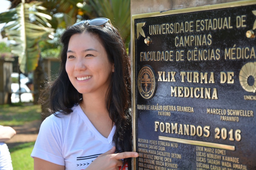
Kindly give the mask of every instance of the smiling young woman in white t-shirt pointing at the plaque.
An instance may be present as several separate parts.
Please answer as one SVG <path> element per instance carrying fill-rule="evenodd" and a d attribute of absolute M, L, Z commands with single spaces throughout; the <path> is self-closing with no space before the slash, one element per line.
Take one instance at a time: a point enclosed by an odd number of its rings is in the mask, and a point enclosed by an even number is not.
<path fill-rule="evenodd" d="M 53 115 L 31 153 L 35 170 L 131 169 L 138 157 L 130 152 L 129 57 L 108 21 L 80 21 L 62 34 L 60 75 L 49 90 Z"/>

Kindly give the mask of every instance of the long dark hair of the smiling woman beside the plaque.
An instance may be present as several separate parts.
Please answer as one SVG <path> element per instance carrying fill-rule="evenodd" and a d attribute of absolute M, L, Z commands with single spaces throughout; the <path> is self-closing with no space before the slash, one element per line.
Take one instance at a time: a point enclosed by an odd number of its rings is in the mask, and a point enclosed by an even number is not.
<path fill-rule="evenodd" d="M 48 101 L 41 101 L 48 103 L 47 107 L 54 115 L 56 115 L 56 112 L 61 112 L 65 115 L 70 114 L 72 113 L 71 108 L 82 101 L 82 94 L 71 84 L 65 65 L 70 37 L 74 34 L 85 32 L 92 33 L 99 38 L 107 52 L 108 60 L 110 63 L 114 63 L 115 72 L 112 73 L 111 83 L 106 95 L 106 108 L 109 117 L 116 125 L 113 143 L 121 152 L 130 152 L 132 151 L 130 63 L 124 41 L 111 23 L 108 22 L 103 26 L 92 26 L 85 21 L 70 26 L 62 34 L 61 43 L 63 49 L 61 51 L 59 77 L 48 83 L 47 90 L 42 93 L 41 99 Z M 48 93 L 46 93 L 47 91 Z M 49 97 L 45 98 L 46 94 Z M 127 162 L 128 168 L 131 169 L 131 158 L 124 159 L 124 162 Z"/>

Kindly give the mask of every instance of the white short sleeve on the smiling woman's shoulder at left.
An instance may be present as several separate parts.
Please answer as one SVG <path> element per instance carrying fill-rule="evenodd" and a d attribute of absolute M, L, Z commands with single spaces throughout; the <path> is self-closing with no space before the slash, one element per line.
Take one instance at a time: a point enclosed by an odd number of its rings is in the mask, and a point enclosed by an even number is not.
<path fill-rule="evenodd" d="M 62 137 L 59 127 L 52 116 L 47 117 L 41 124 L 31 157 L 44 159 L 58 165 L 65 165 L 62 156 Z"/>

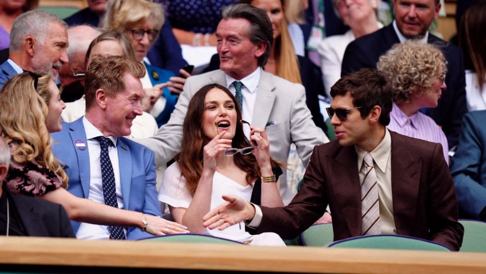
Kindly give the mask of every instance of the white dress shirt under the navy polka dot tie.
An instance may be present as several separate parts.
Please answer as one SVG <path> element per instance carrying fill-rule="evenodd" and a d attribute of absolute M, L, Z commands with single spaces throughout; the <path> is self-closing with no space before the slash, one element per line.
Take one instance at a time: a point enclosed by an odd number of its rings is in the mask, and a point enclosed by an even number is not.
<path fill-rule="evenodd" d="M 103 134 L 91 124 L 86 117 L 83 117 L 84 131 L 86 132 L 86 139 L 88 140 L 88 153 L 89 153 L 89 194 L 88 199 L 98 203 L 105 203 L 103 198 L 103 183 L 101 179 L 101 164 L 100 164 L 100 143 L 94 139 Z M 115 189 L 116 189 L 116 201 L 118 202 L 118 208 L 123 208 L 123 195 L 120 183 L 120 166 L 118 163 L 118 149 L 116 148 L 116 137 L 109 136 L 110 140 L 115 146 L 108 146 L 108 154 L 110 156 L 111 164 L 113 165 L 113 173 L 115 174 Z M 127 230 L 123 229 L 125 237 Z M 88 223 L 81 223 L 76 233 L 76 238 L 84 240 L 108 240 L 110 238 L 110 232 L 108 226 L 94 225 Z"/>

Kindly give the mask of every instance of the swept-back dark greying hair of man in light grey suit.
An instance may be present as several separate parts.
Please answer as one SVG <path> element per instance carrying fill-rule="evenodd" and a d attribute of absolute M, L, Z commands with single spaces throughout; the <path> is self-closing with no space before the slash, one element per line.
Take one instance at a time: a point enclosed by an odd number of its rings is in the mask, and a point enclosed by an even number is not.
<path fill-rule="evenodd" d="M 232 4 L 221 10 L 223 19 L 243 18 L 249 21 L 251 27 L 248 36 L 253 44 L 264 42 L 266 44 L 265 52 L 258 57 L 258 66 L 263 67 L 268 61 L 271 46 L 273 44 L 273 31 L 270 18 L 266 12 L 249 4 Z"/>

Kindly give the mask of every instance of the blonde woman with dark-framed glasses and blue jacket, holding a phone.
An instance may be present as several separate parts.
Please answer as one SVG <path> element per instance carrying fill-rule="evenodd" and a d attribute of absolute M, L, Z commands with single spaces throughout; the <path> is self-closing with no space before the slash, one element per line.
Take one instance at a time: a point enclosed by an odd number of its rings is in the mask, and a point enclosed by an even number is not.
<path fill-rule="evenodd" d="M 169 81 L 173 72 L 151 66 L 144 59 L 158 37 L 164 23 L 164 12 L 158 3 L 146 0 L 110 0 L 99 27 L 125 33 L 133 47 L 135 58 L 146 68 L 142 86 L 145 98 L 143 111 L 150 113 L 160 127 L 169 121 L 175 109 L 177 96 L 172 95 Z M 189 74 L 187 75 L 189 76 Z"/>

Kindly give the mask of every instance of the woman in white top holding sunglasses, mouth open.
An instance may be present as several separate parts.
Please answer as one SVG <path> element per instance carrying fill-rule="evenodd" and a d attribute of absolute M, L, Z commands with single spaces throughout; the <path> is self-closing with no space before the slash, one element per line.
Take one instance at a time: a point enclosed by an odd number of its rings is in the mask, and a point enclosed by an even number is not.
<path fill-rule="evenodd" d="M 240 105 L 227 88 L 202 87 L 189 102 L 181 151 L 164 172 L 159 201 L 167 203 L 174 220 L 192 233 L 284 246 L 274 233 L 250 235 L 243 222 L 223 231 L 203 227 L 203 216 L 224 202 L 224 194 L 267 207 L 283 206 L 277 177 L 282 171 L 270 157 L 266 133 L 250 127 L 248 141 L 241 119 Z"/>

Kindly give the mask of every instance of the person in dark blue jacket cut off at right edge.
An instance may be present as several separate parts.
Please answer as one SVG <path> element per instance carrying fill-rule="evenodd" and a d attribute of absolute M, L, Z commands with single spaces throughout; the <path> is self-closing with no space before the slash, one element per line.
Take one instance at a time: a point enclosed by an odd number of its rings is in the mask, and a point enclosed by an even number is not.
<path fill-rule="evenodd" d="M 456 183 L 459 217 L 486 221 L 486 111 L 464 115 L 451 173 Z"/>

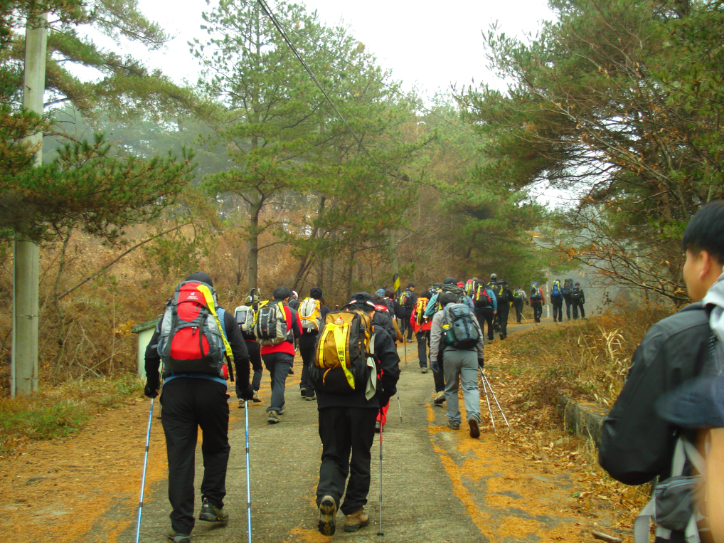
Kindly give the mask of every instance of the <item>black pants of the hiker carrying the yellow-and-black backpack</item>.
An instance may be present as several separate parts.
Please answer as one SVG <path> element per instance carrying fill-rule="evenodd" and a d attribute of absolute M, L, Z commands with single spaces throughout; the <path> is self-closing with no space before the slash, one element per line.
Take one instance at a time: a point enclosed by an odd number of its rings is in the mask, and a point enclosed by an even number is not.
<path fill-rule="evenodd" d="M 337 508 L 349 515 L 367 503 L 374 424 L 379 409 L 330 407 L 319 410 L 321 466 L 317 506 L 332 496 Z M 351 452 L 351 458 L 350 458 Z M 345 493 L 345 481 L 347 476 Z M 345 500 L 342 502 L 342 494 Z"/>

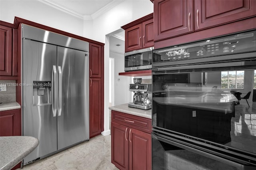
········
→ Task to complete
Omit the pictures. Output every record above word for word.

→ Solution for this problem
Kindly give the mask of every instance of the smiling young woman in white t-shirt pointing at the plaque.
An instance may be present as several separate parts.
Please answer as one SVG <path> element per instance carrying fill-rule="evenodd" and a d attribute of absolute M, L, Z commands with single spaces throughout; the <path> is self-closing with no space before the slash, one element per line.
Take one instance at a time: a point enclosed by an odd number of its rings is in the mask, and a point enclosed by an even number is not.
<path fill-rule="evenodd" d="M 53 115 L 31 153 L 35 170 L 131 169 L 138 157 L 130 152 L 129 57 L 108 21 L 80 21 L 62 34 L 60 75 L 49 90 Z"/>

Kindly give the mask of every instance of the long dark hair of the smiling woman beside the plaque.
An instance may be present as several separate parts.
Please answer as one SVG <path> element per instance carrying fill-rule="evenodd" and a d attribute of absolute M, L, Z commands with single spaces throughout; the <path> is self-closing with no space before the slash, one element per line.
Take one instance at a time: a point enclosed by an odd number of its rings is in the mask, and a point enclosed by an even number is not.
<path fill-rule="evenodd" d="M 48 101 L 41 101 L 48 103 L 47 107 L 54 115 L 56 115 L 56 112 L 61 112 L 65 115 L 70 114 L 72 113 L 71 108 L 82 101 L 82 94 L 71 84 L 65 65 L 70 37 L 74 34 L 85 32 L 92 33 L 99 38 L 107 52 L 108 60 L 110 63 L 114 63 L 115 72 L 112 73 L 111 83 L 106 95 L 106 108 L 109 117 L 116 125 L 113 143 L 121 152 L 130 152 L 132 151 L 130 63 L 124 41 L 111 23 L 108 22 L 103 26 L 92 26 L 85 21 L 70 26 L 62 34 L 61 43 L 63 49 L 61 51 L 59 77 L 48 83 L 47 90 L 42 93 L 41 99 Z M 48 93 L 46 93 L 47 91 Z M 49 97 L 45 98 L 46 94 Z M 127 162 L 128 168 L 131 169 L 131 158 L 124 159 L 124 162 Z"/>

Kindly give the mask of every instance of the white short sleeve on the smiling woman's shoulder at left.
An instance may be present as several separate parts.
Please answer as one SVG <path> element per instance carrying fill-rule="evenodd" and a d attribute of absolute M, L, Z commands with single spaces throughout; the <path> is self-closing with no space before the slash, one element per line.
Take one instance at a time: a point enclosed by an odd number of its rings is in the mask, and a point enclosed by an even number is not.
<path fill-rule="evenodd" d="M 62 137 L 59 127 L 52 116 L 47 117 L 41 124 L 31 157 L 44 159 L 58 165 L 65 165 L 62 156 Z"/>

Kindly give the mask of every instance of the white dress shirt under the navy polka dot tie.
An instance may be present as several separate parts.
Please answer as one SVG <path> element per instance carrying fill-rule="evenodd" and a d attribute of absolute M, L, Z commands with single spaces throughout; the <path> is self-closing with no space before the slash, one element per line.
Take one instance at a time: a point enclosed by an odd number of its rings is in the mask, and a point enclosed by an even number is not.
<path fill-rule="evenodd" d="M 103 134 L 91 124 L 86 117 L 83 117 L 84 131 L 86 132 L 86 139 L 88 140 L 88 153 L 89 153 L 89 194 L 88 199 L 98 203 L 105 203 L 103 198 L 103 183 L 101 179 L 101 164 L 100 164 L 100 143 L 94 139 Z M 115 189 L 116 189 L 116 201 L 118 202 L 118 208 L 123 208 L 123 195 L 120 183 L 120 166 L 118 163 L 118 149 L 116 148 L 116 137 L 109 136 L 110 140 L 115 146 L 108 146 L 108 154 L 110 156 L 111 164 L 113 165 L 113 173 L 115 174 Z M 127 230 L 123 229 L 125 237 Z M 88 223 L 81 223 L 76 233 L 76 238 L 84 240 L 108 240 L 110 238 L 110 232 L 108 226 L 94 225 Z"/>

Kindly give the mask of every instance of the swept-back dark greying hair of man in light grey suit.
An instance may be present as several separate parts.
Please answer as one SVG <path> element per instance carrying fill-rule="evenodd" and a d attribute of absolute M, L, Z commands with single spaces throughout; the <path> is self-closing with no space before the slash, one element per line.
Take one instance at a time: a point enclosed by an odd number of its rings is in the mask, and a point enclosed by an even number is not.
<path fill-rule="evenodd" d="M 232 4 L 221 10 L 223 19 L 243 18 L 249 21 L 251 27 L 248 36 L 253 44 L 264 42 L 266 44 L 265 52 L 258 57 L 258 66 L 263 67 L 268 61 L 271 46 L 273 44 L 273 31 L 270 18 L 266 12 L 249 4 Z"/>

Kindly give the mask of every instance of the blonde woman with dark-framed glasses and blue jacket, holding a phone.
An instance may be present as several separate parts.
Please answer as one SVG <path> element per instance carrying fill-rule="evenodd" and a d attribute of absolute M, L, Z commands with single spaces throughout; the <path> is self-closing with no space before the slash, one element per line.
Take one instance at a time: a point enclosed by an odd number of its rings is in the mask, and a point enclosed by an even number is not.
<path fill-rule="evenodd" d="M 169 81 L 173 72 L 151 66 L 144 59 L 158 37 L 164 23 L 164 12 L 158 3 L 146 0 L 110 0 L 99 27 L 125 33 L 133 47 L 135 58 L 146 68 L 142 86 L 145 98 L 143 111 L 150 113 L 160 127 L 169 121 L 175 109 L 177 96 L 172 95 Z M 189 74 L 187 75 L 189 76 Z"/>

Kindly give the mask of every instance of the woman in white top holding sunglasses, mouth open.
An instance may be present as several separate parts.
Please answer as one SVG <path> element per instance carrying fill-rule="evenodd" and a d attribute of absolute M, L, Z commands with single spaces throughout; the <path> is self-closing with no space before the slash, one element per line.
Take one instance at a time: a point enclosed by an odd number of its rings is in the mask, and a point enclosed by an even number is not.
<path fill-rule="evenodd" d="M 240 105 L 227 88 L 202 87 L 189 102 L 181 151 L 164 172 L 159 201 L 167 203 L 174 220 L 192 233 L 284 246 L 274 233 L 250 235 L 243 222 L 223 231 L 203 227 L 203 216 L 224 202 L 224 194 L 267 207 L 283 206 L 277 177 L 282 171 L 270 157 L 266 133 L 250 127 L 248 141 L 241 119 Z"/>

Kindly give the mask of every instance of the person in dark blue jacket cut off at right edge.
An instance may be present as several separate parts.
Please answer as one SVG <path> element per instance carrying fill-rule="evenodd" and a d attribute of absolute M, L, Z commands with single spaces throughout; the <path> is self-closing with no space before the slash, one element per line.
Take one instance at a time: a point enclosed by an odd number of its rings is in the mask, and a point enclosed by an even number is not.
<path fill-rule="evenodd" d="M 456 183 L 459 217 L 486 221 L 486 111 L 464 115 L 451 173 Z"/>

Kindly give the mask of every instance of the <item>black pants of the hiker carrying the yellow-and-black backpack</item>.
An instance may be present as several separate parts.
Please answer as one SVG <path> element per instance carrying fill-rule="evenodd" and a d attribute of absolute M, L, Z commands with single spaces throughout; the <path> is self-closing with no space before the slash, one element per line.
Take one instance at a time: a point enclosed by an odd number of its rings is in the mask, and a point enclosed by an even number is not.
<path fill-rule="evenodd" d="M 337 508 L 349 515 L 367 503 L 374 424 L 379 409 L 330 407 L 319 410 L 321 466 L 317 506 L 332 496 Z M 351 452 L 351 458 L 350 458 Z M 345 493 L 345 481 L 347 476 Z M 345 500 L 342 502 L 342 494 Z"/>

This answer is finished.